# YOUR ASSIGNMENT:
From the line containing "Target: tree shadow on ground" down to the line containing "trunk shown in this photo?" in the records below, reproduce every line exactly, ends included, and omit all others.

··· DATA IN THIS EXERCISE ···

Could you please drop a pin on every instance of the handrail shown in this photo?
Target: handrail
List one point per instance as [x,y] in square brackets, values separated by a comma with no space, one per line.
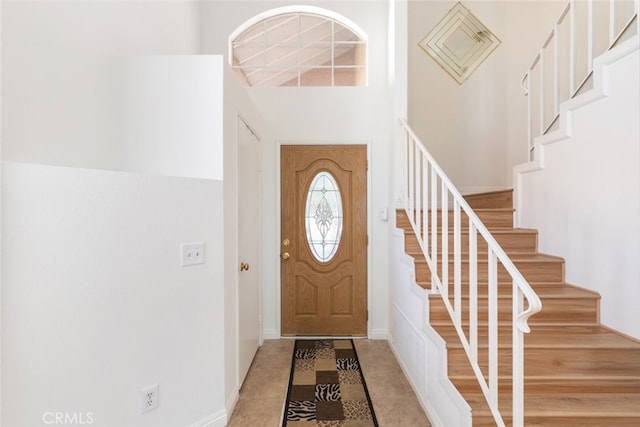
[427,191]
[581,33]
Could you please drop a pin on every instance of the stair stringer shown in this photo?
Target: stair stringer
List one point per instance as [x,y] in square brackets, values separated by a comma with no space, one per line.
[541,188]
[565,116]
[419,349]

···
··· DATA IN THIS EXERCISE ···

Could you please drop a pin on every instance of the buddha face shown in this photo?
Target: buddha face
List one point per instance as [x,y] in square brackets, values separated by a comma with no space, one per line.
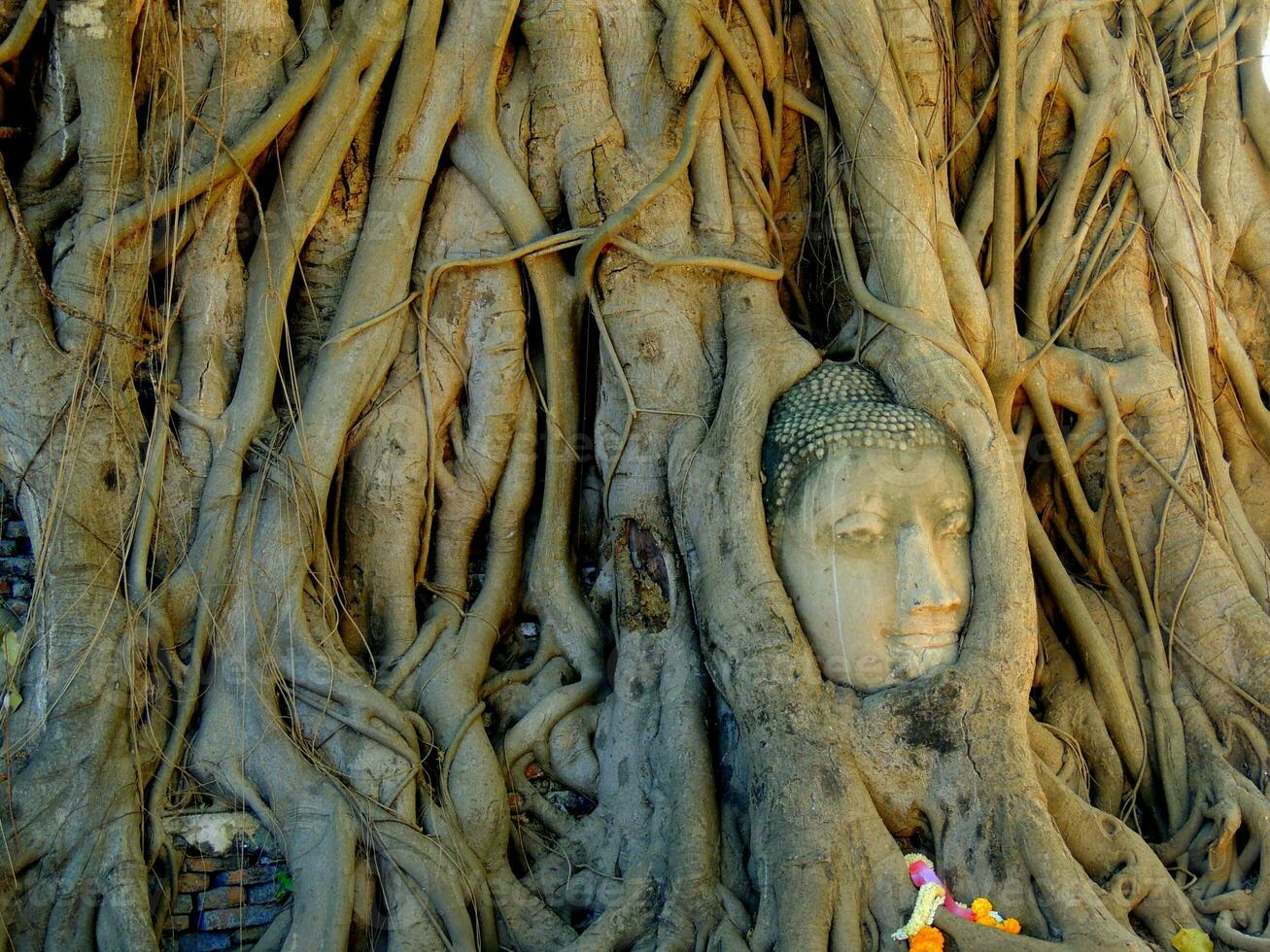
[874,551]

···
··· DATA IN THIS EXERCISE ···

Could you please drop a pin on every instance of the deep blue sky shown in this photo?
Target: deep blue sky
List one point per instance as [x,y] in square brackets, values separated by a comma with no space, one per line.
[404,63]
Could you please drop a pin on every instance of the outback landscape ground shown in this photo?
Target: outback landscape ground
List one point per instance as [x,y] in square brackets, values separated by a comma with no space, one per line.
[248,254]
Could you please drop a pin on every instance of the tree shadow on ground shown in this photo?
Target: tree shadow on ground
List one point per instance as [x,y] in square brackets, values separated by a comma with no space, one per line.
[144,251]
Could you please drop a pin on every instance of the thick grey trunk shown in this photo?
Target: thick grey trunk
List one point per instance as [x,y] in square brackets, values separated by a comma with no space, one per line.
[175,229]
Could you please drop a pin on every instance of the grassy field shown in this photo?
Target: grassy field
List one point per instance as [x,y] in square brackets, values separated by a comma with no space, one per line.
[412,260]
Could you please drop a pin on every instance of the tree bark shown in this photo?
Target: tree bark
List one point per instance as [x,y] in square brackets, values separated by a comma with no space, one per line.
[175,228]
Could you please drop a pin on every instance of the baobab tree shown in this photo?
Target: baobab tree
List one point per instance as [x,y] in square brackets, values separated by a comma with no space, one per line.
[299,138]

···

# SOLVED PROBLEM:
Target: tree shadow on ground
List one point per instance as [x,y] in square brackets, values separated by a comma with no space, one per line.
[144,251]
Could you please drop a pin on every instance of the thick grey trunk shown in this photo?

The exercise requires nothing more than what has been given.